Short problem 1: List every place name that appears in the text about Nunatsiavut below.

There’s a reason why the locals call it “our beautiful land.” Be the one to find out why on a new polar bear research tour.

by Rogier Gruys

The guy sharing the ship cabin with me had three guns with him because he was headed for Ottawa, ON, and you just never know. He’d also brought along a box of dried Arctic char and caribou jerky, traditional foods. Like many of the erudite locals, my Inuit roommate on the “Northern Ranger” was off to college on scholarship to study engineering. But he was eager to get back to Nunatsiavut, “our beautiful land,” soon — to get out on the land, hunting and fishing with his dad.
Without doubt, Labrador — the part of the Newfoundland and Labrador province name that often gets dropped — is the one of the least-discovered parts of Canada. But if Labrador seems remote, then northern Labrador is the end of the world. Just over a year ago the local Inuit agreed to a far-reaching land claim settlement, creating Nunatsiavut. Call it the next Alaska. Way up north in Canada’s far east, Nunatsiavut is 72,000 sq km (27,800 sq mi) of virgin land with only 5,000 or so hearty residents. Most towns boast only a few hundred residents. There are no roads.

Provided material:
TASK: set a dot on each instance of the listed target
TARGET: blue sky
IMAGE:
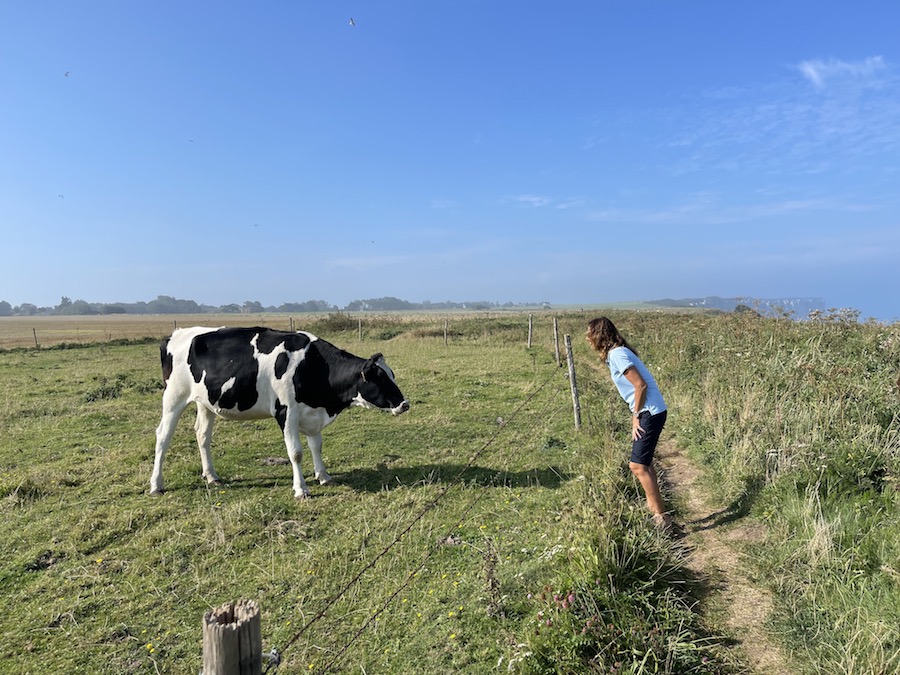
(569, 152)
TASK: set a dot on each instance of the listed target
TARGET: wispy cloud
(820, 73)
(847, 122)
(441, 203)
(707, 210)
(535, 201)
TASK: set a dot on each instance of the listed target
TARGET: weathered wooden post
(556, 340)
(575, 402)
(232, 640)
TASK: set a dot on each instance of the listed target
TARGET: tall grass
(526, 544)
(482, 497)
(798, 424)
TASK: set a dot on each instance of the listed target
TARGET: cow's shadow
(383, 477)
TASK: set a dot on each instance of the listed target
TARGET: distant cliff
(797, 308)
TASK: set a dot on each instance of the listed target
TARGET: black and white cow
(253, 373)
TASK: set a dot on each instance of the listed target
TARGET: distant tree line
(165, 304)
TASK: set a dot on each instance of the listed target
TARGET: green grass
(483, 495)
(512, 540)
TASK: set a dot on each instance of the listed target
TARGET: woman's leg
(646, 475)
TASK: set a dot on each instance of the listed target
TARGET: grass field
(479, 531)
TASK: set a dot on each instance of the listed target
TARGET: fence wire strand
(454, 482)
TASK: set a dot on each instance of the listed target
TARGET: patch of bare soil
(715, 537)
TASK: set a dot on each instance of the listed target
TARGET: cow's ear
(371, 363)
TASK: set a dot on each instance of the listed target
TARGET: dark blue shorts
(643, 448)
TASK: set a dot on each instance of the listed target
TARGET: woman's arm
(640, 394)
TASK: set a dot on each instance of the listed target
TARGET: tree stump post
(232, 640)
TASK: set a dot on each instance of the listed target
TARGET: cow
(301, 380)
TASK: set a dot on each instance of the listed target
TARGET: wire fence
(454, 483)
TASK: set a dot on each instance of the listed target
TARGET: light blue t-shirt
(621, 359)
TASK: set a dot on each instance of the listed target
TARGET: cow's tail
(166, 358)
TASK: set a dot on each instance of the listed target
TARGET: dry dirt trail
(715, 537)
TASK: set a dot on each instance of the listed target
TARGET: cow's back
(234, 371)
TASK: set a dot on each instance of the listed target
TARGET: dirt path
(714, 539)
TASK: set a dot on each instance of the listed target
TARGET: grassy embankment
(535, 554)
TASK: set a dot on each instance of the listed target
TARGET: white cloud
(443, 203)
(819, 73)
(535, 201)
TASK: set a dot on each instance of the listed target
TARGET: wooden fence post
(232, 640)
(575, 402)
(556, 340)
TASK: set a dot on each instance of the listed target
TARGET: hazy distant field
(20, 331)
(47, 331)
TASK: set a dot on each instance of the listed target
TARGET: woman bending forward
(648, 409)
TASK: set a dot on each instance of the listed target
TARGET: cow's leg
(295, 452)
(203, 428)
(315, 449)
(173, 406)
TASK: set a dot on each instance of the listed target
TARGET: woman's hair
(603, 335)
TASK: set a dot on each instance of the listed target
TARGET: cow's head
(377, 388)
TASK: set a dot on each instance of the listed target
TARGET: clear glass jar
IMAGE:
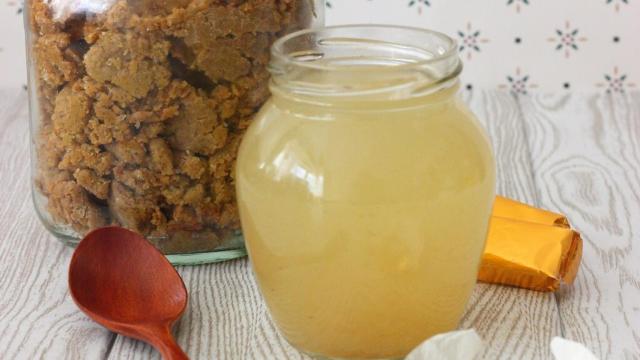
(365, 188)
(137, 110)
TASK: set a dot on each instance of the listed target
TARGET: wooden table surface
(578, 154)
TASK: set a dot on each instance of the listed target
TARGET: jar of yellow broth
(365, 189)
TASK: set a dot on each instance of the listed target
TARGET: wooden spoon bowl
(124, 283)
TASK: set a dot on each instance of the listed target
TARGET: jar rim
(281, 56)
(392, 60)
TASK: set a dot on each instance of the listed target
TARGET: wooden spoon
(124, 283)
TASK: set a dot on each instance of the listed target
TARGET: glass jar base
(179, 259)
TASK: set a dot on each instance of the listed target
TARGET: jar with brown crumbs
(138, 108)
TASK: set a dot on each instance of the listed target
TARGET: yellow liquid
(365, 223)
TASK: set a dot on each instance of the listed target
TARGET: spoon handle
(166, 344)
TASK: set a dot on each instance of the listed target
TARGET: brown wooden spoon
(125, 284)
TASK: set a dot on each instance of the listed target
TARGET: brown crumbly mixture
(142, 108)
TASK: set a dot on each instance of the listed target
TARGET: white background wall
(516, 39)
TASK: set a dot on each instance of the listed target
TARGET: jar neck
(372, 66)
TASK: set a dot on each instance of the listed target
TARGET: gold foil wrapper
(529, 248)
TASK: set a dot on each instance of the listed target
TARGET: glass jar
(138, 108)
(365, 188)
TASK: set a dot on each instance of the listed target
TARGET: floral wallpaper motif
(523, 46)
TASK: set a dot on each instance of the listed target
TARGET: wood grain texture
(38, 319)
(515, 323)
(586, 151)
(576, 154)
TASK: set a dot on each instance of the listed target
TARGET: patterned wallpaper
(519, 45)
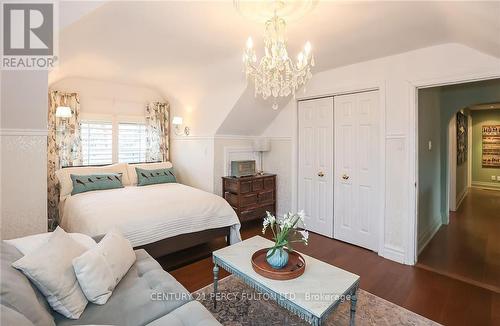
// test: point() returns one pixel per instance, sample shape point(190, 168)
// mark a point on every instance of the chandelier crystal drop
point(276, 74)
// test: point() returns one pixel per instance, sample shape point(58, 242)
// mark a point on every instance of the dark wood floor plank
point(468, 249)
point(438, 297)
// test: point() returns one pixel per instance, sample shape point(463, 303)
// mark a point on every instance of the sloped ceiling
point(191, 51)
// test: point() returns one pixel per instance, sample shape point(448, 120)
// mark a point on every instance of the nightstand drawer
point(269, 183)
point(251, 214)
point(245, 186)
point(232, 199)
point(266, 196)
point(257, 185)
point(249, 200)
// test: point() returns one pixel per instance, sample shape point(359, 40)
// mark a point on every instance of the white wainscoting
point(23, 180)
point(239, 154)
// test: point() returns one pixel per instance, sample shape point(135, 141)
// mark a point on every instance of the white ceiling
point(190, 51)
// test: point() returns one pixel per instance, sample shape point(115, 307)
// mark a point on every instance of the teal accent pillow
point(151, 177)
point(84, 183)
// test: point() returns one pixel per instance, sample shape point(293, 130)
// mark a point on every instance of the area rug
point(241, 305)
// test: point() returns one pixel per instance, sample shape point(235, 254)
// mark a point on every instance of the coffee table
point(313, 296)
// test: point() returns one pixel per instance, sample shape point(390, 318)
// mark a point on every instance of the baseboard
point(393, 254)
point(426, 237)
point(462, 196)
point(486, 185)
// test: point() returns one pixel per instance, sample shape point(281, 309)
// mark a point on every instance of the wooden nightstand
point(251, 196)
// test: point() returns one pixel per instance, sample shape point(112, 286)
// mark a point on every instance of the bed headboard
point(101, 165)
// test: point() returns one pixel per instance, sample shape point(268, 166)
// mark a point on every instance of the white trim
point(230, 137)
point(230, 150)
point(461, 198)
point(411, 255)
point(485, 185)
point(394, 254)
point(452, 168)
point(235, 137)
point(23, 132)
point(427, 236)
point(190, 138)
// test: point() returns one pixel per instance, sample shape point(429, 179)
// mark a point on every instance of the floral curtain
point(157, 133)
point(63, 145)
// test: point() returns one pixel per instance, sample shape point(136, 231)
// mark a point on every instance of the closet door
point(315, 175)
point(357, 169)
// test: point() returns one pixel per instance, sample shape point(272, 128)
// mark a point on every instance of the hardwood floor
point(437, 297)
point(468, 248)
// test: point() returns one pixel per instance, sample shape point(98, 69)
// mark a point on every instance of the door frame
point(379, 86)
point(414, 86)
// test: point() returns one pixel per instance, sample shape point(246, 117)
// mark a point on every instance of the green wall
point(482, 176)
point(436, 107)
point(429, 162)
point(454, 98)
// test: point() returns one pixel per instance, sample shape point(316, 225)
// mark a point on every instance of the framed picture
point(461, 138)
point(491, 146)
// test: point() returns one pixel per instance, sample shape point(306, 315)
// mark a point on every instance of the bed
point(161, 218)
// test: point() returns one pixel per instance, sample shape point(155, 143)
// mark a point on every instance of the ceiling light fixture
point(276, 74)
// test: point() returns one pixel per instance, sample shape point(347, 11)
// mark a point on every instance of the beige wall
point(23, 138)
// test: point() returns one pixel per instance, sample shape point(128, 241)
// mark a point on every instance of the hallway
point(468, 249)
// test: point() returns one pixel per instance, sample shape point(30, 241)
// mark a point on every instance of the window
point(131, 142)
point(97, 142)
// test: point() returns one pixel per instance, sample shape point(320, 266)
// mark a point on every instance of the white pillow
point(50, 268)
point(64, 175)
point(101, 268)
point(132, 174)
point(27, 245)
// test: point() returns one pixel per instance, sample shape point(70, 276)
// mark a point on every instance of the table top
point(316, 291)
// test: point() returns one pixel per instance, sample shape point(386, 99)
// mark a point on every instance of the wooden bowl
point(294, 268)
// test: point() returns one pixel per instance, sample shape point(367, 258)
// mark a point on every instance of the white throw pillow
point(101, 268)
point(50, 268)
point(27, 245)
point(132, 174)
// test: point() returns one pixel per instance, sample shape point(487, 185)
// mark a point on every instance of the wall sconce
point(63, 112)
point(177, 122)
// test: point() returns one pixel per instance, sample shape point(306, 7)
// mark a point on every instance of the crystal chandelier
point(276, 74)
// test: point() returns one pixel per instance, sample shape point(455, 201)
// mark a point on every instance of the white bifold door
point(315, 168)
point(357, 169)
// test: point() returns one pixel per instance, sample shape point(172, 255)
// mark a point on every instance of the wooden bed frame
point(179, 242)
point(184, 241)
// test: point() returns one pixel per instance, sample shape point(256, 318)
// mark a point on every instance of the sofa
point(146, 295)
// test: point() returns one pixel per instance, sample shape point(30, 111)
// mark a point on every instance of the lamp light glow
point(63, 112)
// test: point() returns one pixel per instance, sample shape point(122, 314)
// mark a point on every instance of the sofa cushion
point(101, 268)
point(191, 314)
point(50, 268)
point(11, 317)
point(18, 293)
point(144, 294)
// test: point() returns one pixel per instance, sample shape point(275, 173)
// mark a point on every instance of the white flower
point(305, 235)
point(302, 215)
point(268, 220)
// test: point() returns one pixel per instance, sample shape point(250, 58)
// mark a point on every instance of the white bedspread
point(149, 213)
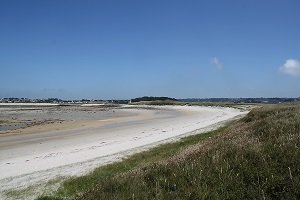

Short problem 2: In the records above, reproduce the stretch from the line containing "shape point(281, 309)" through the line containing "point(468, 248)", including both of those lines.

Full output 1:
Ottawa, ON
Nunatsiavut
Labrador
Newfoundland and Labrador
Canada
Alaska

Full output 2:
// test: point() returns one pixel per instance, sample shape point(281, 309)
// mark a point on every instance of the wooden nightstand
point(251, 196)
// test: point() returns one pixel per instance, sample shape point(112, 286)
// mark a point on every instance of the bed headboard
point(101, 165)
// test: point() returns one pixel per instance, sample shape point(268, 166)
// mark a point on every instance of the white trim
point(230, 137)
point(230, 150)
point(461, 198)
point(411, 255)
point(485, 185)
point(394, 254)
point(452, 168)
point(235, 137)
point(23, 132)
point(427, 236)
point(190, 138)
// test: point() returns one pixel per instance, sample shape point(429, 179)
// mark a point on every instance of the floral curtain
point(157, 133)
point(63, 145)
// test: point() returns one pixel per instance, sample shape point(136, 231)
// mark a point on every instance of the closet door
point(315, 175)
point(357, 169)
// test: point() returns one pixel per instance, sample shape point(272, 128)
// mark a point on every instance of the hardwood floor
point(437, 297)
point(468, 248)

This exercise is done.